───── DATA TO PROCESS

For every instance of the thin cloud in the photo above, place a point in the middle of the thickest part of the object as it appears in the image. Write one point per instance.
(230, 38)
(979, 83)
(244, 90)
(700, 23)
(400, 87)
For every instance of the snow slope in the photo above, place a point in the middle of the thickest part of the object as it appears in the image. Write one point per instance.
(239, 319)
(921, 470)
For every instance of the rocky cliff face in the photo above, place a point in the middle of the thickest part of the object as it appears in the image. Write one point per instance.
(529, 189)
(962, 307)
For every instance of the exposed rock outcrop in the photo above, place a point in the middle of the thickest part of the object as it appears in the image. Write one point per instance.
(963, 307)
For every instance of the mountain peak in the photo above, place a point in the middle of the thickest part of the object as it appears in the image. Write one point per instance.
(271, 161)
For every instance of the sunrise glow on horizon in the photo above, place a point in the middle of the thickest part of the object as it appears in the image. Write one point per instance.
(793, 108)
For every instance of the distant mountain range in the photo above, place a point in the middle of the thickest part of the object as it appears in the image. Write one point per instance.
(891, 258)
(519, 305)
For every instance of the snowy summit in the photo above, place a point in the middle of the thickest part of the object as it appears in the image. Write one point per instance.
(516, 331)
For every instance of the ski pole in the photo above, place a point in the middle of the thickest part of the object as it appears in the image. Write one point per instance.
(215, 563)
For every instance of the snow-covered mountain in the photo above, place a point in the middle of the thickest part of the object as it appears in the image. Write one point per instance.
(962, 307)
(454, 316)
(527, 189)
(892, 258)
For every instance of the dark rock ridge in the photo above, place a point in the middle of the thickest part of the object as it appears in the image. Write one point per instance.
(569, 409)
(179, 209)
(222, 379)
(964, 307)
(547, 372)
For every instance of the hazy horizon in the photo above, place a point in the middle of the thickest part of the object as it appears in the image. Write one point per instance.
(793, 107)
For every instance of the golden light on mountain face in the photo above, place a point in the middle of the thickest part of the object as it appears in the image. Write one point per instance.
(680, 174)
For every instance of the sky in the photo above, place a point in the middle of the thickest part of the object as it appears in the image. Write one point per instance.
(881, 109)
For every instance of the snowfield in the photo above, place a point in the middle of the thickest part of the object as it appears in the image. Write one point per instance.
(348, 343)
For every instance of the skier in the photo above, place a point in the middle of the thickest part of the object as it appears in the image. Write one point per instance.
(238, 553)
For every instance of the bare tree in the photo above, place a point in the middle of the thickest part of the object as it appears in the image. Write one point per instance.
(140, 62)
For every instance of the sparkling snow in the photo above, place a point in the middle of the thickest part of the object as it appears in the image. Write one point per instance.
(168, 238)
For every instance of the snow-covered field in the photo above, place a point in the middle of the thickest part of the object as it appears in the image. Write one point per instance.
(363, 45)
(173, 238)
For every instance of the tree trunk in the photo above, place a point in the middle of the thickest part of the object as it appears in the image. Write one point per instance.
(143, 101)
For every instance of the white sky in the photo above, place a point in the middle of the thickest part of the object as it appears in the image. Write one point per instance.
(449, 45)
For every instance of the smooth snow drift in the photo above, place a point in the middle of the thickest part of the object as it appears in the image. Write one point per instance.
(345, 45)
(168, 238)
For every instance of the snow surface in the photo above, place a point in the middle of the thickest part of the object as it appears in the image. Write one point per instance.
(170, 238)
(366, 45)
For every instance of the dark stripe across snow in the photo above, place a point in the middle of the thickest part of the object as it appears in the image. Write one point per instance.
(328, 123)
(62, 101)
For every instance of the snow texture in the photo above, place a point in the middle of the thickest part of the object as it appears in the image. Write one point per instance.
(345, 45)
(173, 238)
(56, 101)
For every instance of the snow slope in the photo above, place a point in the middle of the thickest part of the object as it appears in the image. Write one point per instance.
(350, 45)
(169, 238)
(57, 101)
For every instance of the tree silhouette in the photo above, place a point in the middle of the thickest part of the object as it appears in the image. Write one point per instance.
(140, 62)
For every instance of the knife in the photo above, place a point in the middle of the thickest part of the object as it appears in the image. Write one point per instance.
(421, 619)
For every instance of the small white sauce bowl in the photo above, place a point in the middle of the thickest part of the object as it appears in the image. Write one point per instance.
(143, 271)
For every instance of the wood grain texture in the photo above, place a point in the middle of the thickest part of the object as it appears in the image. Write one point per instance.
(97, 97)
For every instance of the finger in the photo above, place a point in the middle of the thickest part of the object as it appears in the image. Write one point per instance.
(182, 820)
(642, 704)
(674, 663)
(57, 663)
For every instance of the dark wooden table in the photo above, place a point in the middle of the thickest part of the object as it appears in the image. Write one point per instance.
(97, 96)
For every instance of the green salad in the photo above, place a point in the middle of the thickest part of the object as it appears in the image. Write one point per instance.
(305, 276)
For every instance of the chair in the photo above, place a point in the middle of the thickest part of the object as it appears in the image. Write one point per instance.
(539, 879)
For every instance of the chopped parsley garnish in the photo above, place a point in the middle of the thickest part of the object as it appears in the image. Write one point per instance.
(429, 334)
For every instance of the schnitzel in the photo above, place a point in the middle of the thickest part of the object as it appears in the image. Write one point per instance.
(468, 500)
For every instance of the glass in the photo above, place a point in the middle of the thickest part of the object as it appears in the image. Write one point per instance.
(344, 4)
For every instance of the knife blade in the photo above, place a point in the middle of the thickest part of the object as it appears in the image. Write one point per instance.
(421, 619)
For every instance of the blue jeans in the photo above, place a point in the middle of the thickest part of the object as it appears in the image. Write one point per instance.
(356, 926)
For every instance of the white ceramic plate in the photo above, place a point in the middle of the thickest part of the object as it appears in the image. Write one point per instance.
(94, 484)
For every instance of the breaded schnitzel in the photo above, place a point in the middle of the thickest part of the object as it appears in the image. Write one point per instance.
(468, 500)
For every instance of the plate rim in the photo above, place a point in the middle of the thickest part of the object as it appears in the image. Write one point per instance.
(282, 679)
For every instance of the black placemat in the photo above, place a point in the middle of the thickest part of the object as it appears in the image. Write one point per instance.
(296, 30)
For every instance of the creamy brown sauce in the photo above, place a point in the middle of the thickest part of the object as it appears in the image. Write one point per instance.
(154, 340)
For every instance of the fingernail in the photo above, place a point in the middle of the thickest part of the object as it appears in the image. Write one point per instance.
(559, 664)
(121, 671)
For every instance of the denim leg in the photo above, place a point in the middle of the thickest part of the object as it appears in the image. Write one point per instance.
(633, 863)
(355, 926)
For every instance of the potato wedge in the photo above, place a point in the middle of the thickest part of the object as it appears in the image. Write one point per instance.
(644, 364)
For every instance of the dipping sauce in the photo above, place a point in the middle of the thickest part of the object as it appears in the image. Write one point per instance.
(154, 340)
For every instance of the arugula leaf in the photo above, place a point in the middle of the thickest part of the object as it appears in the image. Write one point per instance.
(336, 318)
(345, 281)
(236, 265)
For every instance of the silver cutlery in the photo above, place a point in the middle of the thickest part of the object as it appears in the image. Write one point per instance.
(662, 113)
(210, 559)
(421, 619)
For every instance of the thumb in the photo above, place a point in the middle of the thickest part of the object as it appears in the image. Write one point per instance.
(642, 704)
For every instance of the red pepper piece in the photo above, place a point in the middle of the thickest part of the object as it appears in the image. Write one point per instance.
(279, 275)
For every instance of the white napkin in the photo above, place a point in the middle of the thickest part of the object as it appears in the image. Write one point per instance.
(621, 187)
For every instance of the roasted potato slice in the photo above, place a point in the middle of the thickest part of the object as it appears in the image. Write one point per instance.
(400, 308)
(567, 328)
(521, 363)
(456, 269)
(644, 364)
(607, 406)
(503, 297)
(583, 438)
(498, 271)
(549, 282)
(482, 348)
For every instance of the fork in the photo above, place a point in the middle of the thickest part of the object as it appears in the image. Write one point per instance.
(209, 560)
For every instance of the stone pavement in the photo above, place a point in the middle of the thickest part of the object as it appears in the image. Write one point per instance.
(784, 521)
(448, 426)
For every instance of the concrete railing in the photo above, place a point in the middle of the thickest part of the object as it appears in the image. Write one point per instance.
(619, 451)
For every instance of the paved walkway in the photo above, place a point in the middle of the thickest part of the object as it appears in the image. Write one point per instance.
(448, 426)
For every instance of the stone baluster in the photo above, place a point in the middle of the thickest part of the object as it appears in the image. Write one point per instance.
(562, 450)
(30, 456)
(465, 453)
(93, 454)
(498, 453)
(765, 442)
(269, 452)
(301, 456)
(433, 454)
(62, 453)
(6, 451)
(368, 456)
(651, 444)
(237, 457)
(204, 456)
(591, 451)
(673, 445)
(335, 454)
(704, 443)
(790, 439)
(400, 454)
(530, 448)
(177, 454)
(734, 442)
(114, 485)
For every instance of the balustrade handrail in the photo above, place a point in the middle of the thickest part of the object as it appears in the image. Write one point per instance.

──────────

**WORK TO BE COMPLETED:** Copy out exactly the lines between the line with "For every instance of the white napkin" and the last line of the entries, counting both of those lines.

**TASK RESPONSE:**
For every instance of the white napkin in the photo above, place a point in the middle of the thickest part of the object as it appears in the image. Write one point per instance.
(621, 187)
For every instance of the roasted potato slice in the photo above, place a point in the middle of the thickest part of the object as it appears in the image. Write one point per instance.
(400, 308)
(567, 328)
(521, 363)
(456, 269)
(644, 364)
(607, 406)
(503, 297)
(583, 438)
(498, 271)
(549, 282)
(482, 348)
For every instance of the fork in the photo above, place a point in the middle of the thickest part of the object as it appears in the image. Write one point per instance.
(209, 560)
For every instance of the stone pavement in the photo above, place a point in the middle of the thickest part of the object as it appears in the image. Write one point per instance.
(784, 521)
(448, 426)
For every instance of the concrete railing in the photo above, place a point in the middle of the thickest part of the object as it appears in the image. Write one point per instance.
(619, 451)
For every instance of the paved walkway in the photo above, place a point in the middle of the thickest part of the object as it appears in the image. Write one point per instance.
(448, 426)
For every instance of the stone baluster in the photo above, place a point in the middle of the thickest part of the object as it appears in the image. Write one point per instance.
(562, 450)
(30, 456)
(465, 453)
(93, 454)
(498, 453)
(765, 442)
(269, 452)
(301, 456)
(433, 454)
(62, 453)
(6, 451)
(368, 456)
(651, 444)
(237, 457)
(204, 456)
(591, 451)
(673, 445)
(335, 454)
(704, 443)
(790, 439)
(400, 454)
(530, 448)
(177, 454)
(734, 442)
(114, 485)
For every instance of the balustrade handrail in the photo above, place a point in the middle of the thickest part of the object as it appears in the image. Write one point per instance.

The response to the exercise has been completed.